[Saved entries]
* * * * * * *
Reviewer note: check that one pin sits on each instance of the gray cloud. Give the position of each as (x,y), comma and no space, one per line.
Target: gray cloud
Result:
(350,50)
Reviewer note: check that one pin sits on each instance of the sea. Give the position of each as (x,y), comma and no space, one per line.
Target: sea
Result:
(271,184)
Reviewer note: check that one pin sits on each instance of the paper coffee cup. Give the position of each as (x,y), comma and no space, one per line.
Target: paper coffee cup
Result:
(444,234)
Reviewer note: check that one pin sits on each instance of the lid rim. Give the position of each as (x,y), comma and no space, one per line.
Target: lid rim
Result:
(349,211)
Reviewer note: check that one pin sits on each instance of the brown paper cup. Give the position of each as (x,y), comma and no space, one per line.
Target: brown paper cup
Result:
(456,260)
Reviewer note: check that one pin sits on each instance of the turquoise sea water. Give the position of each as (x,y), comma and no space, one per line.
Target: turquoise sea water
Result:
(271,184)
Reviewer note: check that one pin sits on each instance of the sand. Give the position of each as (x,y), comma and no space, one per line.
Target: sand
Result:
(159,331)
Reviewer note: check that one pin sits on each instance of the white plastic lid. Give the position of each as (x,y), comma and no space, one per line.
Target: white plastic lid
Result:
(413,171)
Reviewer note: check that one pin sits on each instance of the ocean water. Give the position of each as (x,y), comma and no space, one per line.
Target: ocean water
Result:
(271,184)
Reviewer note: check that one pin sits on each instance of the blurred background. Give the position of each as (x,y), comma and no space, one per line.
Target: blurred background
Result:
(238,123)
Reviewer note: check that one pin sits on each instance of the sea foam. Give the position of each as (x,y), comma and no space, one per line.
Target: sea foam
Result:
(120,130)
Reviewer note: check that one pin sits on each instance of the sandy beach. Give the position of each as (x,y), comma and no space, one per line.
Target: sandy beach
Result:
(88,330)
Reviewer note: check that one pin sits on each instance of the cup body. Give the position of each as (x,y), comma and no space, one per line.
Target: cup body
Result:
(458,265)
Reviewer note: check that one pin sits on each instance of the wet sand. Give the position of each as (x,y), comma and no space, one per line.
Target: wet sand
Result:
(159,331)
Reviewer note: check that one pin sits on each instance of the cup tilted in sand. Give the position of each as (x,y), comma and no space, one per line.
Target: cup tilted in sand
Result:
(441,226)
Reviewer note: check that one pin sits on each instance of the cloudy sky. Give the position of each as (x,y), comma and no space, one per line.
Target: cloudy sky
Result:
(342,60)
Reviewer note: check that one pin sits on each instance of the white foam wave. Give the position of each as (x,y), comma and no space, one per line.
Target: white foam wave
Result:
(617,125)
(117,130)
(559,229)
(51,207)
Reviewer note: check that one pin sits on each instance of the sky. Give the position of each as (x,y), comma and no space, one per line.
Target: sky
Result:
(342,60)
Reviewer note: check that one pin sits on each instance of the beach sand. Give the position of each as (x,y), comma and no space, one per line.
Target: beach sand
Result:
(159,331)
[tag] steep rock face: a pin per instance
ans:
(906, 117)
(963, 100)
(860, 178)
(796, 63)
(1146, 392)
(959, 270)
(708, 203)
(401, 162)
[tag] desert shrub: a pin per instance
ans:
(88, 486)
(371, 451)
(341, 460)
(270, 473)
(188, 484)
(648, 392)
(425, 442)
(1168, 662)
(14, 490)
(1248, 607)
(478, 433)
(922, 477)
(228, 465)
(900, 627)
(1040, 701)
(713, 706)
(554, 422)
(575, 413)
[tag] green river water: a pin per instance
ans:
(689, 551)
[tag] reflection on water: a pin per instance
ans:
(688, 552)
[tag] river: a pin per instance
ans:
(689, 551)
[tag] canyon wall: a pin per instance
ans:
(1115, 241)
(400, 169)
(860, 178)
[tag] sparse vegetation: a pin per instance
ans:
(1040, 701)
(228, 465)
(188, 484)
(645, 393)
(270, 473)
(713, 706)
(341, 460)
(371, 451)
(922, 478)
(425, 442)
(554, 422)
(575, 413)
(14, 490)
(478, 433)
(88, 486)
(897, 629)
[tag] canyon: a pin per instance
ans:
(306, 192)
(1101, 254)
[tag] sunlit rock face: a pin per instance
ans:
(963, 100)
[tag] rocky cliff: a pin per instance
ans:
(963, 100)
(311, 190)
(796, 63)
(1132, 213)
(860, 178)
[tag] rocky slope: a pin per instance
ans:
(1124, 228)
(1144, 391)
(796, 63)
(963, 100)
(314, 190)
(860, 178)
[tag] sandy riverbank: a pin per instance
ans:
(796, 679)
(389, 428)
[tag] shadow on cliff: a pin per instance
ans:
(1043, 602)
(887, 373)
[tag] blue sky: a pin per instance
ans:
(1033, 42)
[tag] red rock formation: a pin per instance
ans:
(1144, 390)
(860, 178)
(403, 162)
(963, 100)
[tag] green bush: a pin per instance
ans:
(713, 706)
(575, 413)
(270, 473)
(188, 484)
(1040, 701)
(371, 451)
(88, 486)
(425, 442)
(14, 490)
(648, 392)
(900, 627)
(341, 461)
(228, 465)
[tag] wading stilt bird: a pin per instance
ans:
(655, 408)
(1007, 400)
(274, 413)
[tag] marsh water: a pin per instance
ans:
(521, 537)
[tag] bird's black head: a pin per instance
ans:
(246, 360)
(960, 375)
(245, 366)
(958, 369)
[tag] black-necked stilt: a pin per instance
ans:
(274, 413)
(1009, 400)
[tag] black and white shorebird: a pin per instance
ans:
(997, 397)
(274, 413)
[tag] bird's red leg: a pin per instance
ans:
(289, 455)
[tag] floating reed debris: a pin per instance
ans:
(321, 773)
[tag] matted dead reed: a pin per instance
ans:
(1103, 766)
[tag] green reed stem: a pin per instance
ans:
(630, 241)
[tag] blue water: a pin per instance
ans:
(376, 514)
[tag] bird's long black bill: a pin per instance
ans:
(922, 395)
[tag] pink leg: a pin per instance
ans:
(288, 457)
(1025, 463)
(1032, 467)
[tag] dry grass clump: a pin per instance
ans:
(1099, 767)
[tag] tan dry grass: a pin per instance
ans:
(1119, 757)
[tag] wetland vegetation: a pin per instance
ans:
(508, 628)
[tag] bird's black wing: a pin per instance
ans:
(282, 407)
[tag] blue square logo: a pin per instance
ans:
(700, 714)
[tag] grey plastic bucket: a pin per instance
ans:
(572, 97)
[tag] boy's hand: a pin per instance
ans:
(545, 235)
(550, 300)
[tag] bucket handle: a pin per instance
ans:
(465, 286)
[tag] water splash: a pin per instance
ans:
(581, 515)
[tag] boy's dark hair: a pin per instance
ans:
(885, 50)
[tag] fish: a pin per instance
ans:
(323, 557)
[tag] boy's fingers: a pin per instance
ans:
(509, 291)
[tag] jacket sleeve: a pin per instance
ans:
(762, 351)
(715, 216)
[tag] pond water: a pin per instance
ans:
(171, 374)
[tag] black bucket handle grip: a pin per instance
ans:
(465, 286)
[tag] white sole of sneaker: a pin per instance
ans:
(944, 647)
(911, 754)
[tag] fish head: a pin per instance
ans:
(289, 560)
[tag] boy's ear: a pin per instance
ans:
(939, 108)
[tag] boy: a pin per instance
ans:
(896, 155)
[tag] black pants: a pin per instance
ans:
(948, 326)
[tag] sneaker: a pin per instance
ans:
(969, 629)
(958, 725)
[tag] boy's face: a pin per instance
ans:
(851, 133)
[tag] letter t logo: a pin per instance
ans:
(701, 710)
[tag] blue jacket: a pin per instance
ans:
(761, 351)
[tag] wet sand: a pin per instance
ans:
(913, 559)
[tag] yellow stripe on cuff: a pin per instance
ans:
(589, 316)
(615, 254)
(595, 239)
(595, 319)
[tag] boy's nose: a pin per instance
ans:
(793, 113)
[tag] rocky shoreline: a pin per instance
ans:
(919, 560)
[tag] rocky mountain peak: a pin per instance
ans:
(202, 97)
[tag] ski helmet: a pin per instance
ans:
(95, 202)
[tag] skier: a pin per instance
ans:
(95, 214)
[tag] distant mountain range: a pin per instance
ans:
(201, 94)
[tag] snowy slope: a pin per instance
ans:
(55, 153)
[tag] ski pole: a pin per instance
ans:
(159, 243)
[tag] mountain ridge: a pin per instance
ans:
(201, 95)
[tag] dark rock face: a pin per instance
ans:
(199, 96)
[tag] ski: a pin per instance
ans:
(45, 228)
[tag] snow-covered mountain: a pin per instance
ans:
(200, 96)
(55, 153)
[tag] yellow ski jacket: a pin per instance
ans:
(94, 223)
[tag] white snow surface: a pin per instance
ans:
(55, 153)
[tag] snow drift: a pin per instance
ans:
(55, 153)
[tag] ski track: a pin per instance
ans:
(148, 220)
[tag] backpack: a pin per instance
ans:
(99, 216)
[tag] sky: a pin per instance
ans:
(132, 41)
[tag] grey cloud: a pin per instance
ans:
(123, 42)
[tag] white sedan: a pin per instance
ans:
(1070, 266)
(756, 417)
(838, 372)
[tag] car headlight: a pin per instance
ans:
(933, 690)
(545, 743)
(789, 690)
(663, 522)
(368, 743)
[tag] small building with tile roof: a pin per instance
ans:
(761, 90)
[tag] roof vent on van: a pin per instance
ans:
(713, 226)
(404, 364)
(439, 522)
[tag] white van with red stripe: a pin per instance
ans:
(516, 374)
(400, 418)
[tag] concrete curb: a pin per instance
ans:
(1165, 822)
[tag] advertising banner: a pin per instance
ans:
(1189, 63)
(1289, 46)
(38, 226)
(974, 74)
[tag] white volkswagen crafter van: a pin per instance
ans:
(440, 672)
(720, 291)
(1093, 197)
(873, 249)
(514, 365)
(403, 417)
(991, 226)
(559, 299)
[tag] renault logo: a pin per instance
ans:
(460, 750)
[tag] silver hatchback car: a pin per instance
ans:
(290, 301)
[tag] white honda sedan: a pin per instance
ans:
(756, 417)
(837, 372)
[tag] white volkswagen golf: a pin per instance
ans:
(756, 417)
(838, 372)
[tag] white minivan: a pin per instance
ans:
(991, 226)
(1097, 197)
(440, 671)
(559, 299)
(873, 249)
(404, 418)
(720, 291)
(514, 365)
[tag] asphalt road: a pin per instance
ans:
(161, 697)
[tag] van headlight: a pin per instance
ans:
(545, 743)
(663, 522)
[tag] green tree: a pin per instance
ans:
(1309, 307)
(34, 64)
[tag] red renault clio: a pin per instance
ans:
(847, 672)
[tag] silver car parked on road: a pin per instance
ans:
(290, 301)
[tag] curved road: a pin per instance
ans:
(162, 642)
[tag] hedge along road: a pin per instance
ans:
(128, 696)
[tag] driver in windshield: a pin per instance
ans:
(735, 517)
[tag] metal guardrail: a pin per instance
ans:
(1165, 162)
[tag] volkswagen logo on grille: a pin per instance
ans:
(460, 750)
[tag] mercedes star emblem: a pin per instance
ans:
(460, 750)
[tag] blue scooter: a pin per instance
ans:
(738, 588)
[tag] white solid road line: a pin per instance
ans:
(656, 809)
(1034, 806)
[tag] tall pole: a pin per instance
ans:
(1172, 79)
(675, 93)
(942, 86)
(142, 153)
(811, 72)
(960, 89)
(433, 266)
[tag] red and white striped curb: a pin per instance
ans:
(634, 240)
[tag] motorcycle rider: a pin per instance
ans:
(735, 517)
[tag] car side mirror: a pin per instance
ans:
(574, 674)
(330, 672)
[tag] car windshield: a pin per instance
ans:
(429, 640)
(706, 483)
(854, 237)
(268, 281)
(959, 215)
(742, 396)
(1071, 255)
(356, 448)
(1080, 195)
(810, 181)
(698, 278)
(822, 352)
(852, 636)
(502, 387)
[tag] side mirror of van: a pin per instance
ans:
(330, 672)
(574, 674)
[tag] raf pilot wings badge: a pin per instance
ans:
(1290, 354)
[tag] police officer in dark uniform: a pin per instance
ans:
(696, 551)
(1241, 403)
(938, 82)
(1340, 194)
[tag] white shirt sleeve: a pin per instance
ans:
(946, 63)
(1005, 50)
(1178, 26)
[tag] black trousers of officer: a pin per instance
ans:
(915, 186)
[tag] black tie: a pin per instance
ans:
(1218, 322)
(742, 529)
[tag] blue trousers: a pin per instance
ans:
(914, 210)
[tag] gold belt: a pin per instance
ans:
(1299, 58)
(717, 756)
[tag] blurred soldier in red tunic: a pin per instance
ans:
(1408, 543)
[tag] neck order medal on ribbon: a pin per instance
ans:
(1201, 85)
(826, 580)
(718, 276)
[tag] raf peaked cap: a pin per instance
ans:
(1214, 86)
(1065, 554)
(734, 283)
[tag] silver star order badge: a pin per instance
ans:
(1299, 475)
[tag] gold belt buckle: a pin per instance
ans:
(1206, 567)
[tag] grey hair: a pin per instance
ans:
* * * * * * *
» Exercise description: Look at the entries above. Say how many lines have the word "reed", and give only the number.

» Solved exercise: 3